(Stored items from a collection)
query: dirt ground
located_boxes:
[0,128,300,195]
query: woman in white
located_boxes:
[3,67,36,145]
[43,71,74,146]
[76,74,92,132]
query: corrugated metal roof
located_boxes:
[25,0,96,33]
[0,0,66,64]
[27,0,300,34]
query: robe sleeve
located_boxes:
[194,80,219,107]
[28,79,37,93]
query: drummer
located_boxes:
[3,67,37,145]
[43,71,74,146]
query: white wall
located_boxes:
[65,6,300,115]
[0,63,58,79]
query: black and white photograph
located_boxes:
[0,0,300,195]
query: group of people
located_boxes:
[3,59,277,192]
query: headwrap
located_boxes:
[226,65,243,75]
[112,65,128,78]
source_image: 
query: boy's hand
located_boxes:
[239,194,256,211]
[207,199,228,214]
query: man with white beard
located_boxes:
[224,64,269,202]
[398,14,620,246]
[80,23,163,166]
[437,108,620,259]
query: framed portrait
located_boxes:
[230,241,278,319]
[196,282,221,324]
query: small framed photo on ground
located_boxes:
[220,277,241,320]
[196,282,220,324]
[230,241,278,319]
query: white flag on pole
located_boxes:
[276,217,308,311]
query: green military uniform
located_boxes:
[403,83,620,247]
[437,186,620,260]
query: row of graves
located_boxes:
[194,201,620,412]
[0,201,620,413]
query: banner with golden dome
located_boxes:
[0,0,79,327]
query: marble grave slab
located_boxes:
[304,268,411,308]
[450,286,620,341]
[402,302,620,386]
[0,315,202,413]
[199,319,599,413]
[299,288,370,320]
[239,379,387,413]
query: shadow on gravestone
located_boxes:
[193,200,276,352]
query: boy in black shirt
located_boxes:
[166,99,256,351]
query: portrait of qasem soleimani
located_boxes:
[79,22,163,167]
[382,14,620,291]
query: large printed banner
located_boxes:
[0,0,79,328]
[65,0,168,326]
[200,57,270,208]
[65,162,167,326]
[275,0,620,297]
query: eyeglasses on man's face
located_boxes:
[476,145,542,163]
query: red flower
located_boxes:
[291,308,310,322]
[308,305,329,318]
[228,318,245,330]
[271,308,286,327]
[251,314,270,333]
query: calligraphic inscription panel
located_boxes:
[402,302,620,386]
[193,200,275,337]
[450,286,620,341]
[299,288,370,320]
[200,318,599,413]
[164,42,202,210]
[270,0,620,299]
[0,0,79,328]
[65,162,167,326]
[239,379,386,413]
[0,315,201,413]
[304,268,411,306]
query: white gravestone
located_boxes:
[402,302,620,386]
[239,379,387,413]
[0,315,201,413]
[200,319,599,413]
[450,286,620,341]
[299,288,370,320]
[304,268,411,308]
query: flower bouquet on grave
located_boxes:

Work to complete:
Recast all of the entries above as a Markdown table with two columns, Row and Line, where each line gets its own row number. Leave out any blank lines.

Response below:
| Row | Line |
|---|---|
| 1 | query: dirt ground |
| 2 | located_boxes: |
| 3 | [0,128,300,195] |
| 4 | query: woman in white |
| 5 | located_boxes: |
| 6 | [3,67,36,145] |
| 7 | [43,71,74,146] |
| 8 | [76,74,92,132] |
| 9 | query: corrugated metal roof |
| 10 | located_boxes: |
| 11 | [25,0,96,33] |
| 12 | [0,0,66,64] |
| 13 | [27,0,300,34] |
| 14 | query: robe sleeve |
| 15 | located_boxes: |
| 16 | [194,80,219,107] |
| 17 | [28,79,37,93] |
| 18 | query: drummer |
| 19 | located_boxes: |
| 20 | [3,67,37,145] |
| 21 | [43,71,74,146] |
| 22 | query: white wall |
| 23 | located_boxes: |
| 24 | [65,6,300,115] |
| 25 | [0,63,58,79] |
| 26 | query: black and white photograph |
| 27 | located_boxes: |
| 28 | [0,0,300,195] |
| 29 | query: group of people |
| 30 | located_boxes: |
| 31 | [3,59,277,192] |
| 32 | query: headwrap |
| 33 | located_boxes: |
| 34 | [226,65,243,75] |
| 35 | [112,65,128,78] |
| 36 | source_image:  |
| 37 | query: boy's hand |
| 38 | located_boxes: |
| 39 | [239,194,256,211] |
| 40 | [207,199,228,214] |
| 41 | query: man with white beard |
| 42 | located_boxes: |
| 43 | [224,64,269,202] |
| 44 | [398,14,620,246] |
| 45 | [80,23,163,166] |
| 46 | [437,108,620,259] |
| 47 | query: framed portrait |
| 48 | located_boxes: |
| 49 | [230,241,278,319] |
| 50 | [196,282,221,324] |
| 51 | query: small framed photo on ground |
| 52 | located_boxes: |
| 53 | [220,277,241,320] |
| 54 | [196,282,220,324] |
| 55 | [230,241,278,319] |
| 56 | query: white flag on pole |
| 57 | located_boxes: |
| 58 | [276,217,308,311] |
| 59 | query: green military uniform |
| 60 | located_boxes: |
| 61 | [403,83,620,247] |
| 62 | [437,186,620,260] |
| 63 | query: row of graves |
| 64 | located_boxes: |
| 65 | [194,201,620,412] |
| 66 | [0,201,620,413] |
| 67 | query: banner with golden dome |
| 68 | located_boxes: |
| 69 | [0,0,79,327] |
| 70 | query: marble grave slab |
| 71 | located_boxes: |
| 72 | [304,268,411,308] |
| 73 | [450,286,620,341] |
| 74 | [402,302,620,386] |
| 75 | [0,315,202,413] |
| 76 | [199,319,599,413] |
| 77 | [299,288,370,320] |
| 78 | [239,379,387,413] |
| 79 | query: shadow on gravestone |
| 80 | located_boxes: |
| 81 | [193,200,276,352] |
| 82 | query: boy in black shirt |
| 83 | located_boxes: |
| 84 | [166,99,256,351] |
| 85 | query: portrait of qasem soleimani |
| 86 | located_boxes: |
| 87 | [79,22,163,167] |
| 88 | [382,14,620,291] |
| 89 | query: large printed banner |
| 90 | located_boxes: |
| 91 | [0,0,79,328] |
| 92 | [65,0,168,326] |
| 93 | [200,57,270,208] |
| 94 | [65,162,167,326] |
| 95 | [275,0,620,297] |
| 96 | query: eyeglasses on man's face |
| 97 | located_boxes: |
| 98 | [476,145,542,163] |
| 99 | query: red flower |
| 100 | located_boxes: |
| 101 | [291,308,310,322] |
| 102 | [308,305,329,318] |
| 103 | [228,318,245,330] |
| 104 | [271,308,286,327] |
| 105 | [251,314,270,333] |
| 106 | query: calligraphic inscription panel |
| 107 | located_boxes: |
| 108 | [402,302,620,386] |
| 109 | [193,200,275,337] |
| 110 | [450,286,620,341] |
| 111 | [299,288,370,320] |
| 112 | [200,318,599,413] |
| 113 | [164,42,202,210] |
| 114 | [270,0,620,299] |
| 115 | [0,0,79,328] |
| 116 | [65,162,167,326] |
| 117 | [239,379,386,413] |
| 118 | [0,315,201,413] |
| 119 | [304,268,411,306] |
| 120 | query: white gravestone |
| 121 | located_boxes: |
| 122 | [402,302,620,386] |
| 123 | [239,379,387,413] |
| 124 | [0,315,201,413] |
| 125 | [200,319,599,413] |
| 126 | [450,286,620,341] |
| 127 | [299,288,370,320] |
| 128 | [304,268,411,308] |
| 129 | query: flower bouquet on grave |
| 130 | located_boxes: |